# What this task involves
Rescale the answer coordinates in the items below by multiplying each by 0.3 and rounding to whole numbers, with halves rounded up. Reproduce every line, requests included, and leave the format samples as they are.

# Records shown
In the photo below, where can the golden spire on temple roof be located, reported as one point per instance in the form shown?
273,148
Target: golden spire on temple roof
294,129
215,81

# Answer to this task
In the photo below, where can the golden spire on temple roof be located, reported as one point per instance in the form shown?
273,148
Target: golden spire on temple roof
88,39
65,24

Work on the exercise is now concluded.